Record set:
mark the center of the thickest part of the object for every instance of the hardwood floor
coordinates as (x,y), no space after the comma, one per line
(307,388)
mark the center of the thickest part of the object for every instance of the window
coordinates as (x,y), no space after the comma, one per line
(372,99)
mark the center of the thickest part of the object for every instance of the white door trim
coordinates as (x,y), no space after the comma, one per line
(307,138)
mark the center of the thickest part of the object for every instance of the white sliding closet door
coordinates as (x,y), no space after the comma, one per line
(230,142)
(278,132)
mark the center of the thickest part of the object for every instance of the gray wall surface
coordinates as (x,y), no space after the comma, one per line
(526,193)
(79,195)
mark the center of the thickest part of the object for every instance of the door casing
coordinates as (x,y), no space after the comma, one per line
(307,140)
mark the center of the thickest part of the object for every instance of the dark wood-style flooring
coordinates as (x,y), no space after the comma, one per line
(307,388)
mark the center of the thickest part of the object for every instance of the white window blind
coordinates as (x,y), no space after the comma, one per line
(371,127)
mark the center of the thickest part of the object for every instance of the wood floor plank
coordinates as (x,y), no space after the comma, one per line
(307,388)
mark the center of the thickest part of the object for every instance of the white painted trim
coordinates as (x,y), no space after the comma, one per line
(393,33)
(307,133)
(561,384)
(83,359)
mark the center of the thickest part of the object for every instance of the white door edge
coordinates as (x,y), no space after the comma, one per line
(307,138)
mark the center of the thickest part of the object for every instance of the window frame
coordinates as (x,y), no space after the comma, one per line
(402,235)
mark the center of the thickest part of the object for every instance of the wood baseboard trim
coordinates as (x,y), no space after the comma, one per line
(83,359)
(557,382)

Set problem: Reproduce all of the records above word for word, leaving every line unchanged.

The output:
mark the center of the thickest part of the object for every instance of the hardwood floor
coordinates as (x,y), no space after the comma, one per line
(307,388)
mark the center of the thickest part of the object for every instance of the window
coordinates as (x,y), no space after the comma, one per line
(372,99)
mark the center of the thickest part of the object for every instance of the white door trim
coordinates as (x,y), no space after the comma, one per line
(307,138)
mark the center of the thickest part of the object for every instance of the white sliding closet door
coordinates as (x,y), no space after the comma, one per line
(230,142)
(278,132)
mark the center of the thickest part of the object for every instance of the gray wall surface
coordinates as (x,y), no space after the comma, one per line
(526,193)
(79,195)
mark the center of the thickest part of the object for every instance of the door casing
coordinates as (x,y), no space after the comma, one per line
(307,140)
mark the center of the thickest part of the object for every instance of the dark wood-style flooring
coordinates as (x,y), no space after the comma, one per line
(307,388)
mark the center of the thickest part of the object for every instance of the white window blind
coordinates as (x,y), no space after the comma, one per line
(371,127)
mark the center of the thickest part of the object for every instance of the wood floor plank
coordinates as (x,y), no space after the comma, one per line
(307,388)
mark the center of the thickest part of the object for every instance of the white painted trim
coordinates as (x,y), no space after the comma, one per line
(393,33)
(307,133)
(561,384)
(83,359)
mark the center of the thickest part of the object for every instance of the white door edge
coordinates as (x,y), no space after the comma, one per line
(307,138)
mark the center of the thickest part of the object for every instance of the window frame
coordinates as (x,y), no space after the comma, one per line
(402,235)
mark the center of the thickest part of the object for every instance of the wood baseboard trim
coordinates as (x,y), no space after the comma, one per line
(83,359)
(557,382)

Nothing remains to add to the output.